Crise financeira, desigualdade extrema na distribuição da riqueza, pressão implacável sobre o meio ambiente. O coronavírus é um grande holofote jogando luz sobre questões urgentes que já estavam na pauta. Mas, como nos referirmos corriqueiramente a inquietações que não queremos olhar: “a poeira ficou debaixo do tapete”. A imagem que me vem à mente é a de um quarto escuro. Esse quarto poderia ser chamado de mundo. Dentro dele, muita sujeira e poeira. Mas esse imenso quarto já estava escuro e a poeira não era visível. A COVID-19 é a lanterna forte que joga esse feixe de luz sobre a penumbra do planeta. Tudo sempre esteve ali: falhas na infraestrutura, na saúde pública, na educação, etc. Mas agora tudo fica mais visível. A pergunta que me vêm em seguida é: Então quais possibilidades se abrem ao poder enxergar a falência deste sistema econômico e social que visa o crescimento a qualquer custo? Venho trazer boas perspectivas. Li recentemente uma notícia no The Guardian que me encheu de esperança ao anunciar que Amsterdã, a capital da Holanda, escolheu uma alternativa a esse crescimento desenfreado: a chamada Economia Donut como um modelo viável para a reconstrução do mundo pós-COVID-19.

EXERCÍCIOS A RESOLVER:
**1.** Liste as três questões urgentes enumeradas na primeira frase do texto sobre a COVID-19.
**2.** Responda com base no texto sobre a COVID-19:
(a) Em que veículo quem escreve leu a notícia mencionada?
(b) Que cidade escolheu uma alternativa ao crescimento desenfreado?
(c) A que objeto a COVID-19 é comparada no quarto escuro?
**3.** Escreva a continuação do texto sobre a COVID-19 a partir da última frase apresentada.

DADOS A SEGUIR:
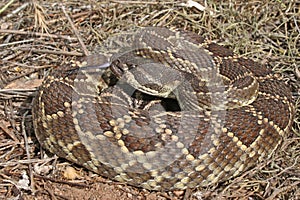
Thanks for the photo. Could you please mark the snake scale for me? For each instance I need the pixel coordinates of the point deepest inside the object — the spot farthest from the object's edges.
(174, 111)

RESPOSTAS POR ITEM:
**1.** Crise financeira; desigualdade extrema na distribuição da riqueza; pressão implacável sobre o meio ambiente.

**2.**
(a) No The Guardian.
(b) Amsterdã, a capital da Holanda.
(c) A uma lanterna forte.

**3.**
O termo “economia donut” foi cunhado pela economista britânica Kate Raworth em livro homônimo, “Economia Donut: Sete maneiras de pensar como um economista do século XXI”, lançado em 2017 e traduzido no Brasil pela editora Zahar no ano passado. O conceito veio ganhando força nos debates sobre a reconstrução do mundo pós-COVID-19 e foi alvo de refletores quando as autoridades da capital holandesa, anunciaram oficialmente que implementarão transformações a partir desse novo modelo econômico, de prosperidade em equilíbrio com o planeta. Vencedor do Prêmio Transmission, a obra é uma espécie de bússola para guiar as políticas governamentais, o desenvolvimento global e as estratégias corporativas – além de estabelecer padrões atualizados para o que de fato significa sucesso econômico. “O mundo está passando por uma série de choques e impactos surpreendentes que nos permitem mudar da ideia de crescimento para ‘prosperar’”, diz Kate. “Prosperar significa que nosso bem-estar está em equilíbrio. Nós o conhecemos tão bem no nível do nosso corpo. Este é o momento em que conectaremos a saúde corporal à saúde planetária”, afirmou a autora em reportagem para o The Guardian.
A ideia dela é rever o mito da economia dominante, do “homem econômico racional” (homo economicus) e da obsessão pelo crescimento ilimitado a qualquer custo e propor um sistema no qual as necessidades de todos são satisfeitas sem esgotar os recursos do planeta. Segundo ela, a economia cometeu um grande erro ao se tornar tão matemática. “Foi nos anos 1870, quando queriam fazer da economia uma ciência, imitando a física newtoniana: assim como um pêndulo é levado ao repouso pela gravidade, os mercados são levados ao equilíbrio pelos preços. É uma má analogia. A economia é uma relação entre seres humanos, não cabe numa equação”, diz. A pandemia, nesse sentido, foi mola propulsora para evidenciar as falácias do discurso do ‘homo economicus’ como por exemplo: a redução da vida ao valor econômico ou a negação do público e do comum.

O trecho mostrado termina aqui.